* _EXERCISE REQUIREMENTS_
Quote the data below word for word, leaving out any pictures.

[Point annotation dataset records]
═══
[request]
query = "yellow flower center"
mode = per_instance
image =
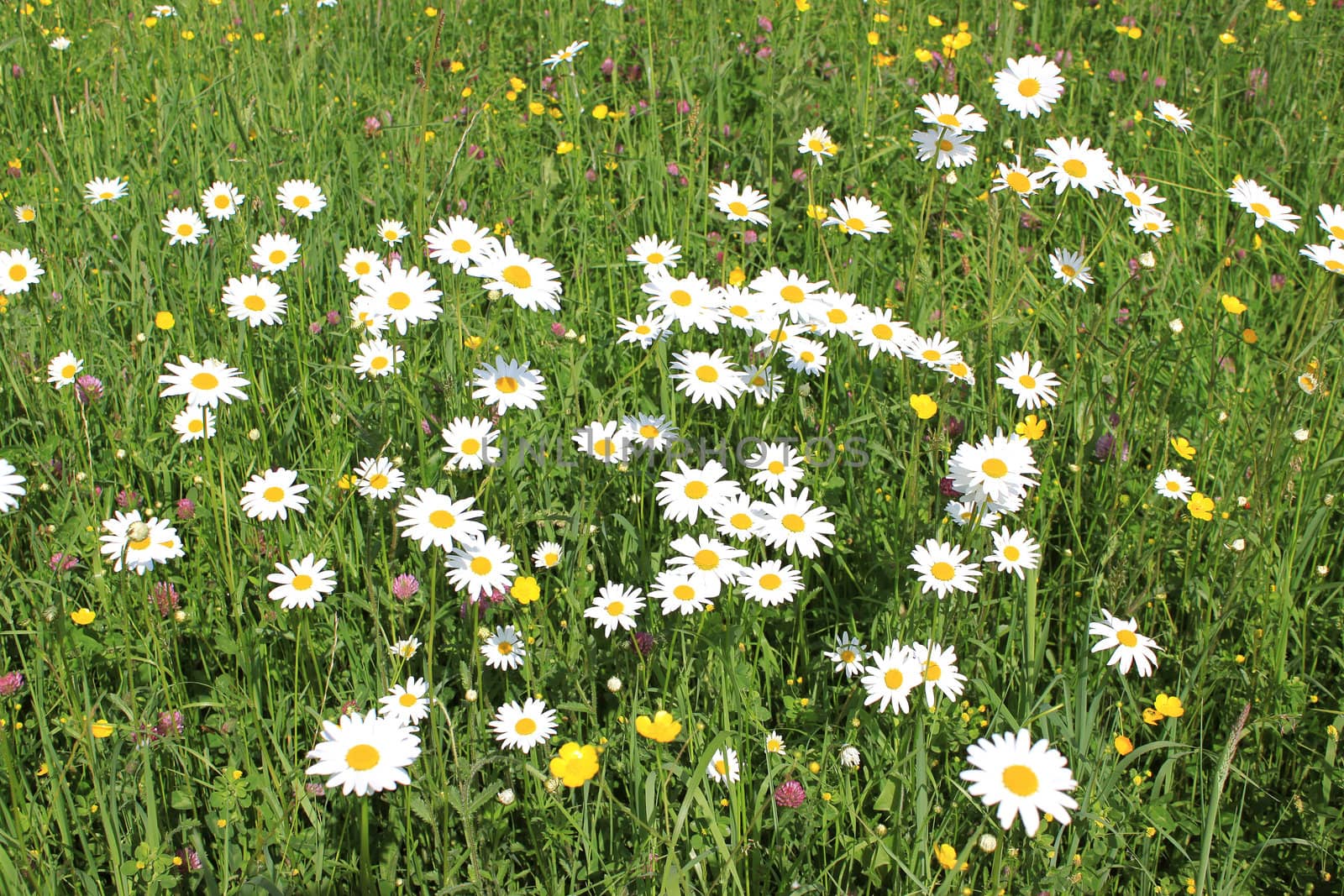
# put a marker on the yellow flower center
(1021, 781)
(1018, 181)
(362, 757)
═══
* _SOLUTION BELOW_
[request]
query = "yellow flower center"
mode = per_instance
image =
# put a marker on the yellow flower center
(1021, 781)
(1018, 181)
(362, 757)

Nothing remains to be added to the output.